PROBLEM DESCRIPTION
Each entry below must appear in the answer exactly as written.

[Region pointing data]
- - -

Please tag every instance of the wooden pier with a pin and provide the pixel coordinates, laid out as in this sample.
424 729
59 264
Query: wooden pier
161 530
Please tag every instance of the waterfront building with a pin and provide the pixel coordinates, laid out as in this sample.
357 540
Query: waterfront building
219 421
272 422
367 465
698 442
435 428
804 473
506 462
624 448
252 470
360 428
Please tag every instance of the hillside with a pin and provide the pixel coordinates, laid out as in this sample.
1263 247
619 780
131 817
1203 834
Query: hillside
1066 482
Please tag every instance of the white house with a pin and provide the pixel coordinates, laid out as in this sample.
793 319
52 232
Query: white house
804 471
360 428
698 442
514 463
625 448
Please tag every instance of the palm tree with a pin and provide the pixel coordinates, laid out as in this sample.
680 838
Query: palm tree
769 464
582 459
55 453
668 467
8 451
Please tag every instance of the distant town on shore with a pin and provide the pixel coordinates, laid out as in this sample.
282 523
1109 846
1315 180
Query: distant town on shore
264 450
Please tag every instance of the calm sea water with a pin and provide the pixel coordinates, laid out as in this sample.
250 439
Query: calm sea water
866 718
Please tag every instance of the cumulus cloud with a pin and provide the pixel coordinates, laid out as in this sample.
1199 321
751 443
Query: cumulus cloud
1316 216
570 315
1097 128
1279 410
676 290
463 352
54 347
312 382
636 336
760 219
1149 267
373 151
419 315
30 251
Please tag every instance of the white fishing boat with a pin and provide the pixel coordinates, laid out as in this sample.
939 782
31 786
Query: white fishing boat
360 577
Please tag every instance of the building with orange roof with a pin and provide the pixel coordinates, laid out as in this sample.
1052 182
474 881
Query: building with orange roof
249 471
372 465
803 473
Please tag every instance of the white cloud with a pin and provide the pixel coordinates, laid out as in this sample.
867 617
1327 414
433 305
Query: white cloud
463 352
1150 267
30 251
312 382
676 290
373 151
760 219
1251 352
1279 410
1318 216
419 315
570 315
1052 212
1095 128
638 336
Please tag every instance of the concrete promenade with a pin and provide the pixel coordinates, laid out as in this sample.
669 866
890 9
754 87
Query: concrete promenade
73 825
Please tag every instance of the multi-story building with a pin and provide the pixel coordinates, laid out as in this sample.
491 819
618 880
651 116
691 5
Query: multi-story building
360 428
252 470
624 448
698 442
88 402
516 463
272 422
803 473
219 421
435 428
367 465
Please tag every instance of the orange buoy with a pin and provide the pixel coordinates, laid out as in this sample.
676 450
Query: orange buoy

- - -

RESPONSE BELOW
Please tag every instance of the wooden pier with a pin and provide the pixel coordinates, laid out as in this sample.
424 729
59 264
Query: wooden pier
161 530
Please tag every instance of the waterfront building with a pin and provide the pixel coordinates, laid out as in this sample.
357 540
Query: waterfront building
219 421
272 422
367 465
698 442
435 428
804 473
506 462
624 448
252 470
360 428
Please tag every instance of the hillside with a pin and provide the pixel coordinates, laid out as in this sample.
1263 247
619 780
131 817
1203 834
Query: hillside
1066 482
Please tag every instance of the white house with a pin and provide the pixel coordinates, laid out as in this sample.
793 319
52 232
Query: white house
804 471
360 428
698 442
514 463
625 448
Please tag every instance of the palm tree with a pin and provide the pixel coordinates, laid out as in this sample.
680 838
Query: palm tree
769 464
582 459
55 453
668 467
8 451
Please tag every instance of the distant town on shore with a pin and provide the pixel coordinates, laid out as in this sample.
282 523
1109 846
1315 180
Query: distant town on shore
264 450
Please tag every instance of the calm sea water with a pin and provide the pixel coordinates, laid out as in this sample.
250 439
Query: calm sea water
866 718
Please tag every instance of the cumulus cloud with a pin and provide the pixel coordinates, laid out as in this sample.
1199 321
751 443
Query: cumulus cloud
1316 216
570 315
1097 128
1279 410
676 290
463 352
54 347
312 382
636 336
760 219
1149 267
373 151
419 315
30 251
Please tag every instance of the white fishing boat with a pin and provide the pixel coordinates, laid out as in this sample.
939 782
31 786
Query: white fishing boat
360 577
Please tag every instance of the building with orange roof with a pin and provide the pixel coordinates, laid out as in this sample.
1052 182
474 881
Query: building with orange roof
249 471
372 465
803 473
Please tag every instance of the white cloud with a pin and provide the pixel coordinates, laid out as in this sample.
867 617
1327 414
433 305
Query: white cloud
463 352
1150 267
30 251
312 382
676 290
373 151
760 219
1251 352
1279 410
1318 216
419 315
570 315
1052 212
1095 128
638 336
Please tag every instance of the concrete promenade with a pin and provide the pixel coordinates, laid out as in this sample.
669 866
890 9
754 87
Query: concrete promenade
73 825
Please tag every instance of the multi-story building with a pin and provide the pixel coordinates, laid out as in this sample.
491 819
618 880
651 116
691 5
Query: multi-story building
360 428
252 470
624 448
698 442
88 402
516 463
272 422
803 473
219 421
435 428
367 465
Please tag every instance of the orange buoy with a pin and provide the pixel coordinates, laid out as in this sample.
676 450
Query: orange buoy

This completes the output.